:: Stated problem ::
Pick out every line of the records that contains the string "surface", and copy each of those lines. Case counts.

:: Excerpted records ::
◇ ◇ ◇ ◇

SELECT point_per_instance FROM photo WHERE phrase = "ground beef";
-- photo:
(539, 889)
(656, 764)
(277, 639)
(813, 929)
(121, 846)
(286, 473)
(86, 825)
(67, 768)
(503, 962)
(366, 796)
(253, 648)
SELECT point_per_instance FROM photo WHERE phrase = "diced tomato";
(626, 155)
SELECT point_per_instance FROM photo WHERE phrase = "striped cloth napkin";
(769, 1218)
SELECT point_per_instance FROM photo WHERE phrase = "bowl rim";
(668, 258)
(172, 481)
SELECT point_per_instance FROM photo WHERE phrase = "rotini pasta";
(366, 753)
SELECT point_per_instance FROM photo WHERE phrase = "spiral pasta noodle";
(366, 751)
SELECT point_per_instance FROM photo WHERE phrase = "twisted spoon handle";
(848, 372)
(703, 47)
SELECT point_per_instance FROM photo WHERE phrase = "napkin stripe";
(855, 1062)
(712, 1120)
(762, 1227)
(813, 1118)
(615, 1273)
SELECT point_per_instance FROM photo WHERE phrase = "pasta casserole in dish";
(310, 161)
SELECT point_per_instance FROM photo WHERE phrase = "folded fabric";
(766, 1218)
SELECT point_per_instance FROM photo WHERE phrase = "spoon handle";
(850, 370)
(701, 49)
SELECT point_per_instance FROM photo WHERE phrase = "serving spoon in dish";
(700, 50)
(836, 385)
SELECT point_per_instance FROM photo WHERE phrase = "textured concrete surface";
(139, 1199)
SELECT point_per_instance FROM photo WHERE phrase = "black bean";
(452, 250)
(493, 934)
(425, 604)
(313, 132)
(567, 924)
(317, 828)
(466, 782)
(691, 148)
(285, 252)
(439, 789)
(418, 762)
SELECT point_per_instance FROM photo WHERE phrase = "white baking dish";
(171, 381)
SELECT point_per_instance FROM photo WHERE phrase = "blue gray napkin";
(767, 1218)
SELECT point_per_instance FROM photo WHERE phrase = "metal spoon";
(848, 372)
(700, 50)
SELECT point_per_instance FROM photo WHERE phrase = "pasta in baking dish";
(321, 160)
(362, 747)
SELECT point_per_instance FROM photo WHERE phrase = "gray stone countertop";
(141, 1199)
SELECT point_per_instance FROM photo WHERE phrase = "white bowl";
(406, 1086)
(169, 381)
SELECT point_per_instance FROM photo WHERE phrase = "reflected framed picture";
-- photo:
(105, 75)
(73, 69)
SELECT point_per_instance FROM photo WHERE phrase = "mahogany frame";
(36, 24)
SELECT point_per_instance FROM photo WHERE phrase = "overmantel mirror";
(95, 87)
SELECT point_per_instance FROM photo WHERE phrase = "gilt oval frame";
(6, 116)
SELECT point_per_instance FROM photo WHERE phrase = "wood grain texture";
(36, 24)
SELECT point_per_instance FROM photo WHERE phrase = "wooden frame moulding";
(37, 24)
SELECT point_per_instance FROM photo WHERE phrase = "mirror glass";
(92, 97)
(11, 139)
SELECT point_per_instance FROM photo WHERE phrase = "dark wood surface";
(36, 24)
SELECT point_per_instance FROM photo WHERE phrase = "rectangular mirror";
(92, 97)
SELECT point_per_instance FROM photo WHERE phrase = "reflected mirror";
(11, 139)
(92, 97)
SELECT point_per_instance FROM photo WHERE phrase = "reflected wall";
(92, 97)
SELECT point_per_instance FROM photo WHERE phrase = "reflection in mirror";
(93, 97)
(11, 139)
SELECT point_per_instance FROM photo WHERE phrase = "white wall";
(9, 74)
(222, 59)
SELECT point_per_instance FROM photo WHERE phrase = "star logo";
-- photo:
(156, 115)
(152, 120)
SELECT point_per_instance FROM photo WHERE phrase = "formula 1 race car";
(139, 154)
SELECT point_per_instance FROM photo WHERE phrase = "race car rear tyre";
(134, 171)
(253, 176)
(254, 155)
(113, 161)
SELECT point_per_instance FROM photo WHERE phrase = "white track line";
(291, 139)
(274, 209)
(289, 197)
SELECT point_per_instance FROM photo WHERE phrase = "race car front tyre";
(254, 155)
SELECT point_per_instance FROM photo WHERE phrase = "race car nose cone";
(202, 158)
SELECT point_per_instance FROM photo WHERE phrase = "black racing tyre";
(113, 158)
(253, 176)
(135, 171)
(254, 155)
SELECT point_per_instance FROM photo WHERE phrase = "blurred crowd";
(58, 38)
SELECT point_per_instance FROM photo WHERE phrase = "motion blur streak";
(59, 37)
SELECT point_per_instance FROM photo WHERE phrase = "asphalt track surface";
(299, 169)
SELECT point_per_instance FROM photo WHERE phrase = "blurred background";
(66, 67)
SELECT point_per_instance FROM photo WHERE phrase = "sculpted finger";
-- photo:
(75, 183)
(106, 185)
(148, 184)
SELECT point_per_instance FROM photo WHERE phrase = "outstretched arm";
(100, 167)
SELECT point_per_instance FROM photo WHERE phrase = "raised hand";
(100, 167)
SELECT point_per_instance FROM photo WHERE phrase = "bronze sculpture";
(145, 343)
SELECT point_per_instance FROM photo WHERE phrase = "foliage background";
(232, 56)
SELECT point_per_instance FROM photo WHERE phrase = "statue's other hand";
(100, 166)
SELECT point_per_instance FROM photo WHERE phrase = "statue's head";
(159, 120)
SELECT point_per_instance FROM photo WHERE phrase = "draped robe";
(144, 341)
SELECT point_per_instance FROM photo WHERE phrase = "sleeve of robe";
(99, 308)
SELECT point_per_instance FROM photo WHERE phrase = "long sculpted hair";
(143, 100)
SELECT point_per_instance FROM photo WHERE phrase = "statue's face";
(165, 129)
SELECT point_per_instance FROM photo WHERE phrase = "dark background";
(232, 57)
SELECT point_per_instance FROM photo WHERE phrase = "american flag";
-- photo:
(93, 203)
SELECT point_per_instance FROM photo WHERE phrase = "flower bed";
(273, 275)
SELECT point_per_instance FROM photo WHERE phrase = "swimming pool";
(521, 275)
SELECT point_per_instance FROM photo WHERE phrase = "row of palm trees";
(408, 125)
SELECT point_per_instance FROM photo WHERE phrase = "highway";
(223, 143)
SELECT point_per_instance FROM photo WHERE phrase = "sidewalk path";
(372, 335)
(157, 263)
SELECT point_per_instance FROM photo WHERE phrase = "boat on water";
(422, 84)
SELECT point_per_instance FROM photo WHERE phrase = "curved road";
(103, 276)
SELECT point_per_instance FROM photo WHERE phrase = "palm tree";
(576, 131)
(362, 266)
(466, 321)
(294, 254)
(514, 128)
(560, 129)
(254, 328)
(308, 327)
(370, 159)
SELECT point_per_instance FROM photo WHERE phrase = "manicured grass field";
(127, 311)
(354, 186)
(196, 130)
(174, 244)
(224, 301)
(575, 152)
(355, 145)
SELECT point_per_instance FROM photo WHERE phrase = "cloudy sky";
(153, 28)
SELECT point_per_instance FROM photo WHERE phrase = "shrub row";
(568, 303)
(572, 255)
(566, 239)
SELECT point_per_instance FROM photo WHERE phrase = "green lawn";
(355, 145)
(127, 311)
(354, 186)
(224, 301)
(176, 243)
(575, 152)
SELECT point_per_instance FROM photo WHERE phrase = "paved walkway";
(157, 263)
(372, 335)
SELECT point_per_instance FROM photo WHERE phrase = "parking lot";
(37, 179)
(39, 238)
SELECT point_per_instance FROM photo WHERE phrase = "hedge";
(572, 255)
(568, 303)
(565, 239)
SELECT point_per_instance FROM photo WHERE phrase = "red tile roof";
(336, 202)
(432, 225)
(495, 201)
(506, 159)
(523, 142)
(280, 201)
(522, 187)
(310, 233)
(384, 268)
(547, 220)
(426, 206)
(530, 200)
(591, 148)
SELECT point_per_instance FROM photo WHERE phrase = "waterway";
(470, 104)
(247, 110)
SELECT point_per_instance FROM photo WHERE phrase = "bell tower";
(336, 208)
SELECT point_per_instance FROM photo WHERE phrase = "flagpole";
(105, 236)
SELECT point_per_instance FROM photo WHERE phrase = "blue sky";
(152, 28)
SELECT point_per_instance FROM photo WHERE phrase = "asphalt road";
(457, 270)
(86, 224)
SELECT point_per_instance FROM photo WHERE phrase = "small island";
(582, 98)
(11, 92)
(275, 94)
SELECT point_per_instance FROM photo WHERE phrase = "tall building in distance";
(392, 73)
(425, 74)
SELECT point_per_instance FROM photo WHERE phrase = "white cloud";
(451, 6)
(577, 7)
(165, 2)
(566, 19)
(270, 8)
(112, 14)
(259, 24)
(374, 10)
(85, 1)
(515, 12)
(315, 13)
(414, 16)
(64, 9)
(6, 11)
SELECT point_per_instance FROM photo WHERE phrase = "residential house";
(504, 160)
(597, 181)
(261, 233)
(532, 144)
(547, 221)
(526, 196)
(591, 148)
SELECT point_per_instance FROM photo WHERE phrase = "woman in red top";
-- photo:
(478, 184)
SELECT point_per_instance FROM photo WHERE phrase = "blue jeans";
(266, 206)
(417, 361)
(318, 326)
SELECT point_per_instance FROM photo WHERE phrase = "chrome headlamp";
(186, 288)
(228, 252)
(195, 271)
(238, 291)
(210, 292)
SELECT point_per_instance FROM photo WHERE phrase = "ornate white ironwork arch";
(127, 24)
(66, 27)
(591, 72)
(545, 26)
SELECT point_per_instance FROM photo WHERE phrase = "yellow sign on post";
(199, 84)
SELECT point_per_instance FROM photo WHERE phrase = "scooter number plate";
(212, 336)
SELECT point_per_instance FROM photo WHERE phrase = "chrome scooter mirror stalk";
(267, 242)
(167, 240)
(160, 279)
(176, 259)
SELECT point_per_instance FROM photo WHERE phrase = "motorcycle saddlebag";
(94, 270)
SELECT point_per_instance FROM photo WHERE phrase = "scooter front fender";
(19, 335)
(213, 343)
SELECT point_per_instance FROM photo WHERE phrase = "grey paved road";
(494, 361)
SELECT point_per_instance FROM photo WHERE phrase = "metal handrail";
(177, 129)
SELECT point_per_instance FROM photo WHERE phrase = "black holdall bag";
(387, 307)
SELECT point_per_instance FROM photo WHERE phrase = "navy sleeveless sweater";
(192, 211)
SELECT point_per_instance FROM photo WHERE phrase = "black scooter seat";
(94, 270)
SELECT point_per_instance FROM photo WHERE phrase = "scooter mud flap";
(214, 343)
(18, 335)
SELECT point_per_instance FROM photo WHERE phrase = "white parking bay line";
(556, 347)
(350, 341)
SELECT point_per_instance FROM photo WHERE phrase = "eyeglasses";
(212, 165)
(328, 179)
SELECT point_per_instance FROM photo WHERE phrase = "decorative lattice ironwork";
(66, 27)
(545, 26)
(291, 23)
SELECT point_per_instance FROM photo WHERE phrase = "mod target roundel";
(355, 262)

◇ ◇ ◇ ◇

:: Answer below ::
SELECT point_per_instance FROM photo WHERE phrase = "textured concrete surface";
SELECT point_per_instance FROM photo WHERE phrase = "dark wood surface";
SELECT point_per_instance FROM photo WHERE phrase = "asphalt track surface";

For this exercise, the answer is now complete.